# RECORDS SHOWN
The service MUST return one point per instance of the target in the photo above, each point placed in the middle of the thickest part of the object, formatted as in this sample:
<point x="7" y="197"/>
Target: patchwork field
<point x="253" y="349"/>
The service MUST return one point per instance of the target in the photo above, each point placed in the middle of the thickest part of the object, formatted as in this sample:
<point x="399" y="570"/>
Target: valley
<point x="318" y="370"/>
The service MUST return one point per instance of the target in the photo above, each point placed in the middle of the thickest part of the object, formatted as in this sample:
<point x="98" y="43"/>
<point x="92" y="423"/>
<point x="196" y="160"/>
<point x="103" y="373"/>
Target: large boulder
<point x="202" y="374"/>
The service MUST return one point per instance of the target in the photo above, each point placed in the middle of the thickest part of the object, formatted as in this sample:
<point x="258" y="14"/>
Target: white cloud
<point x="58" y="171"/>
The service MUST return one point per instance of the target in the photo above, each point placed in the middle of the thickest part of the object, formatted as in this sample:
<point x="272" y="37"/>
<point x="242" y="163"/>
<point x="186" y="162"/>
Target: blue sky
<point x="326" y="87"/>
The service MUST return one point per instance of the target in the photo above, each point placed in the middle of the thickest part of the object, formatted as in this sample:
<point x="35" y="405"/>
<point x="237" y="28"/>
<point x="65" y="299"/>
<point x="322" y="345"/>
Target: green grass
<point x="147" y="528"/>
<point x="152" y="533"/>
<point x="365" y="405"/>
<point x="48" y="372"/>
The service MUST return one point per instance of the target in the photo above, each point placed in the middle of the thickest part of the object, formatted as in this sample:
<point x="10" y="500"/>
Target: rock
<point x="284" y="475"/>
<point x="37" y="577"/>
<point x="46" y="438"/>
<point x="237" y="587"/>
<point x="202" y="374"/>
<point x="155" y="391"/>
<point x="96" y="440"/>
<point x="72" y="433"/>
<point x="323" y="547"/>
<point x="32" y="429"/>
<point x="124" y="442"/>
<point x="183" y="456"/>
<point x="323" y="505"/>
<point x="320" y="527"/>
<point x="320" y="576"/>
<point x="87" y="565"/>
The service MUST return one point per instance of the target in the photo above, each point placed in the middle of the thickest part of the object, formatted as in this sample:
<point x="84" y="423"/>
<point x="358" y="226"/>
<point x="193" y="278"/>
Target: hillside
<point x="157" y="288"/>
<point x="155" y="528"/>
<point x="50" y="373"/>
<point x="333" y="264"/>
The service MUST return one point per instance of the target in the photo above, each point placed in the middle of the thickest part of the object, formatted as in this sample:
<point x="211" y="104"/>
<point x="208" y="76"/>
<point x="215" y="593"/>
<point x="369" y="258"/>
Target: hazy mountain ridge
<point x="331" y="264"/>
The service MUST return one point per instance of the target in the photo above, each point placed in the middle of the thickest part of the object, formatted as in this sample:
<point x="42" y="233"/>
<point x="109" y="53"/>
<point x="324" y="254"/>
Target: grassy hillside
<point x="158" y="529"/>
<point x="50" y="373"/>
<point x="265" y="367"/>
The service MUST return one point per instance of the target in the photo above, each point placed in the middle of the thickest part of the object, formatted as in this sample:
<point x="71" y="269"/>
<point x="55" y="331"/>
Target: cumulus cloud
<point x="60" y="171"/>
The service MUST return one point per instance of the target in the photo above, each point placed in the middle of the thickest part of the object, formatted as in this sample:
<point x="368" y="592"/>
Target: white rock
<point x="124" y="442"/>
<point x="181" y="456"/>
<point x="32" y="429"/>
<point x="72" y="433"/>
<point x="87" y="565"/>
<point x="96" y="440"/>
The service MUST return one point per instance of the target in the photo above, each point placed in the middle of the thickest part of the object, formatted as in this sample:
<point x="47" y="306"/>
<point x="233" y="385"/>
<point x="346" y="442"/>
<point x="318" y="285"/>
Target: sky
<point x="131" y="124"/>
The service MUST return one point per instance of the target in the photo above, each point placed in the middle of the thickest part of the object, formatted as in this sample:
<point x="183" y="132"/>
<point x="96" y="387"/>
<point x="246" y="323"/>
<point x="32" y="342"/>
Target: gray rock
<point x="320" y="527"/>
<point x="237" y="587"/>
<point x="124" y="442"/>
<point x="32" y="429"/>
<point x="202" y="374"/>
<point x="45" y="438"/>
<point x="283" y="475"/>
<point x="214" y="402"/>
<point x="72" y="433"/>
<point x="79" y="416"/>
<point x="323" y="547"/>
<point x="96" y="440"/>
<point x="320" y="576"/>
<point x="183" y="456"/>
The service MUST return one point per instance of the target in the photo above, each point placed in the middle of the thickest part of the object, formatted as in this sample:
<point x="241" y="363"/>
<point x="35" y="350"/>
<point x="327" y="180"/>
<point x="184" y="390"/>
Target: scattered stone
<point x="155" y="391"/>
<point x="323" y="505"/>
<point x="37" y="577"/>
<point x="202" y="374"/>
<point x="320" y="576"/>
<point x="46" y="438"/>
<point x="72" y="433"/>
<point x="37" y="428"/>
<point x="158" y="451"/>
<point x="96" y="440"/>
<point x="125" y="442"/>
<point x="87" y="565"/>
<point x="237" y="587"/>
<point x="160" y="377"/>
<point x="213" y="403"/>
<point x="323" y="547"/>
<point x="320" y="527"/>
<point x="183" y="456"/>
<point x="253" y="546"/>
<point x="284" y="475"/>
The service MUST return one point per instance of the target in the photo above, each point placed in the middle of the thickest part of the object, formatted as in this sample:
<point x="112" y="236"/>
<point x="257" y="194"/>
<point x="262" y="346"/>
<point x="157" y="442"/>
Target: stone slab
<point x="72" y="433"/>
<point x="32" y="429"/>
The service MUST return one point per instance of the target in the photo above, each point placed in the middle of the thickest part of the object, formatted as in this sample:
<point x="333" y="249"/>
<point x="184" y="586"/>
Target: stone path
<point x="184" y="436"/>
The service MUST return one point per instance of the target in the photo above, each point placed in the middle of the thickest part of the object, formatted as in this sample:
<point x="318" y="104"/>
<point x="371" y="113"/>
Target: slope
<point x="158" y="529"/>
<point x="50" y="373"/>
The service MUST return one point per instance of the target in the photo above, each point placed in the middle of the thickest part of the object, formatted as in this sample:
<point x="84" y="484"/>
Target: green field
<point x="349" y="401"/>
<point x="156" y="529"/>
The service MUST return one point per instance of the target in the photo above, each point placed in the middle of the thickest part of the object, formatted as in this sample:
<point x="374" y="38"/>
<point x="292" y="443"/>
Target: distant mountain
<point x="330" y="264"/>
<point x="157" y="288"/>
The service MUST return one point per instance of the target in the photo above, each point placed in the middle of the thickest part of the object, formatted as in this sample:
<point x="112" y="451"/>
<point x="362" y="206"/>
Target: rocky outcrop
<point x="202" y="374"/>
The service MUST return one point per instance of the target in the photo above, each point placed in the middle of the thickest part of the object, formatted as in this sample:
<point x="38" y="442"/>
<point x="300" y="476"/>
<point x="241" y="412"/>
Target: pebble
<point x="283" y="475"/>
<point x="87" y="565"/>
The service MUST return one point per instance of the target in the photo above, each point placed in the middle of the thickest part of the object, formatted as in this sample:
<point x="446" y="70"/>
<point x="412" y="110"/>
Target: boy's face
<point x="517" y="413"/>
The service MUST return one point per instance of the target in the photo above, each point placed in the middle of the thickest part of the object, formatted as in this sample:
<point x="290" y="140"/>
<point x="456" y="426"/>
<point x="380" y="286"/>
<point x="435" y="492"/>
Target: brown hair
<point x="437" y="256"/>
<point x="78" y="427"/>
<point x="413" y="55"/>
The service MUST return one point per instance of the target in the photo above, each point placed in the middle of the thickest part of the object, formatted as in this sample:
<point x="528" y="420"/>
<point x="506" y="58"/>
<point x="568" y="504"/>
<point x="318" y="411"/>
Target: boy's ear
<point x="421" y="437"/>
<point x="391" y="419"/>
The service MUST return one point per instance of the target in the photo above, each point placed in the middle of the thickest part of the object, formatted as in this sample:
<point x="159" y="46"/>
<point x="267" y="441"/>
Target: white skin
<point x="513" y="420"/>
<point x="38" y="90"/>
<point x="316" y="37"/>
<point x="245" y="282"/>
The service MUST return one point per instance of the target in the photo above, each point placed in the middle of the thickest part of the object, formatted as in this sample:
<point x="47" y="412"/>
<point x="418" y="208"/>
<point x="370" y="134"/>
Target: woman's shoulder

# EXERCISE OBJECTIVE
Count how many lines in the entries above contain the string "mountain". Case counts, and the reply should be the number alone.

# OUTPUT FOR THIS TASK
2